Document segment
►

I l@ve RuBoard Previous Section Next Section

5.3 Fixing DOS Filenames

The heart of the prior script was findFiles, a function than knows how to portably collect matching file and directory names in an entire tree, given a list of filename patterns. It doesn't do much more than the built-in find.find call, but can be augmented for our own purposes. Because this logic was bundled up in a function, though, it automatically becomes a reusable tool.

For example, the next script imports and applies findFiles, to collect all file names in a directory tree, by using the filename pattern * (it matches everything). I use this script to fix a legacy problem in the book's examples tree. The names of some files created under MS-DOS were made all uppercase; for example, spam.py became SPAM.PY somewhere along the way. Because case is significant both in Python and on some platforms, an import statement like "import spam" will sometimes fail for uppercase filenames.

To repair the damage everywhere in the thousand-file examples tree, I wrote and ran Example 5-6. It works like this: For every filename in the tree, it checks to see if the name is all uppercase, and asks the console user whether the file should be renamed with the os.rename call. To make this easy, it also comes up with a reasonable default for most new names -- the old one in all-lowercase form.

◄

Point labeling examples

►

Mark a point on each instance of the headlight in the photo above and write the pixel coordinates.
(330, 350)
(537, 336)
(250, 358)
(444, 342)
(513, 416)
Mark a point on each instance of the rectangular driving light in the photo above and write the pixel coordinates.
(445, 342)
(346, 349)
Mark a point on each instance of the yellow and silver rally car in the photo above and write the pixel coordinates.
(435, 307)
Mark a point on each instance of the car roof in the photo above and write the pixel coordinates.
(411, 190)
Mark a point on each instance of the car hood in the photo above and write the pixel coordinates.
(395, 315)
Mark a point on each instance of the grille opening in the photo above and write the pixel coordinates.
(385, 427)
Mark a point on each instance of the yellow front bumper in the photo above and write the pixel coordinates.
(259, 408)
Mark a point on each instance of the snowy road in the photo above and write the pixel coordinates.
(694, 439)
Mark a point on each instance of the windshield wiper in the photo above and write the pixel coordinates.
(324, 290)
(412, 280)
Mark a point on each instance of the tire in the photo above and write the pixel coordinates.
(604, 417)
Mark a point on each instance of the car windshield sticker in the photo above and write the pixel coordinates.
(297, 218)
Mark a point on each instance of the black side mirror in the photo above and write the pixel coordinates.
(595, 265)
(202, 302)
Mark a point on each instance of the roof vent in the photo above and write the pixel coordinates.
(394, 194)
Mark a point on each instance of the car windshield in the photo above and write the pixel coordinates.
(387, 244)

◄
►

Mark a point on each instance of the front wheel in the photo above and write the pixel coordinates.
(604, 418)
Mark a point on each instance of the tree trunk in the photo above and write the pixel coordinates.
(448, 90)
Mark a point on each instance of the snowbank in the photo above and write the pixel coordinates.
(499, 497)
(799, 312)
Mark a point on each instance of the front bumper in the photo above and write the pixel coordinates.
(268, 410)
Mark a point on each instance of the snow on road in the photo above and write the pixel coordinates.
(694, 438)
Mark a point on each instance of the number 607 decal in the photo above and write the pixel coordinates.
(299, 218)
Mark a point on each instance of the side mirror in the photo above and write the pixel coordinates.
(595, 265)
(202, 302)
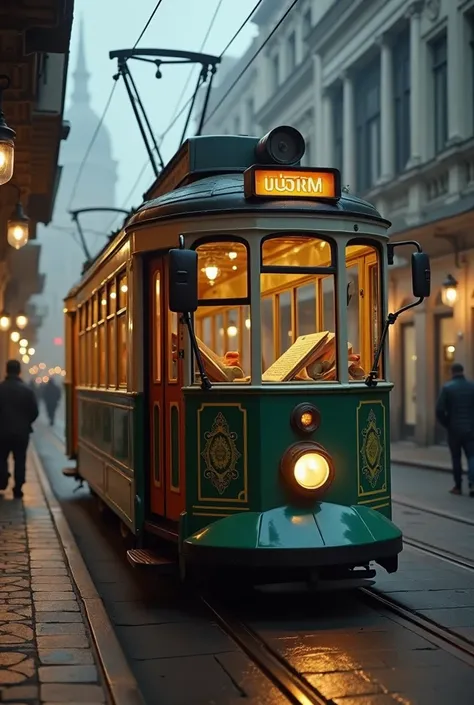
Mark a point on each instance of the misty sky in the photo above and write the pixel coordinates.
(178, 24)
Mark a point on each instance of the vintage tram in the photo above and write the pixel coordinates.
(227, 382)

◄
►

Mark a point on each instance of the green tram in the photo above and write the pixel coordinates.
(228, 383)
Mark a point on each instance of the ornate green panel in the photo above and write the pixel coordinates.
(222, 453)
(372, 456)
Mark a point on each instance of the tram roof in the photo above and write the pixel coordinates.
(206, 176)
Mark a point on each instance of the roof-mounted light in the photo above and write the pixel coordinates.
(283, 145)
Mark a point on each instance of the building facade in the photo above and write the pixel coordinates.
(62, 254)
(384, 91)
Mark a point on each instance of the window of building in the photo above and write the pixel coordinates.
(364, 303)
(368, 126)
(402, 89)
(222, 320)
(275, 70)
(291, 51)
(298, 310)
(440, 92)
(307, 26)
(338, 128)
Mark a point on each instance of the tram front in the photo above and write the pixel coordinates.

◄

Written request 1
Answer these from the section on fixing DOS filenames:
(a) Which filename pattern does the next script use to collect every file name in the tree?
(b) What did spam.py become somewhere along the way?
(c) Which call renames a file once the console user agrees?
Written request 2
Put this sentence from the section on fixing DOS filenames into Spanish: "The names of some files created under MS-DOS were made all uppercase; for example, spam.py became SPAM.PY somewhere along the way."
Written request 3
Carry on the section on fixing DOS filenames from its last sentence.

Exercise answer 1
(a) The pattern * (it matches everything).
(b) SPAM.PY
(c) The os.rename call.

Exercise answer 2
Los nombres de algunos archivos creados en MS-DOS quedaron todos en mayúsculas; por ejemplo, spam.py se convirtió en SPAM.PY en algún momento del proceso.

Exercise answer 3
Example 5-6. PP2E\PyTools\fixnames_all.py
#########################################################
# Use: "python ..\..\PyTools\fixnames_all.py".
# find all files with all upper-case names at and below
# the current directory ('.'); for each, ask the user for
# a new name to rename the file to; used to catch old 
# uppercase file names created on MS-DOS (case matters on
# some platforms, when importing Python module files);
# caveats: this may fail on case-sensitive machines if 
# directory names are converted before their contents--the
# original dir name in the paths returned by find may no 
# longer exist; the allUpper heuristic also fails for 
# odd filenames that are all non-alphabetic (ex: '.');
#########################################################

import os, string
listonly = 0

def allUpper(name):
    for char in name:
        if char in string.lowercase:    # any lowercase letter disqualifies
            return 0                    # else all upper, digit, or special 
    return 1 

def convertOne(fname):
    fpath, oldfname = os.path.split(fname)
    if allUpper(oldfname):
        prompt = 'Convert dir=%s file=%s? (y|Y)' % (fpath, oldfname)
        if raw_input(prompt) in ['Y', 'y']:
            default  = string.lower(oldfname)
            newfname = raw_input('Type new file name (enter=%s): ' % default)
            newfname = newfname or default
            newfpath = os.path.join(fpath, newfname)
            os.rename(fname, newfpath)
            print 'Renamed: ', fname
            print 'to:      ', str(newfpath)
            raw_input('Press enter to continue')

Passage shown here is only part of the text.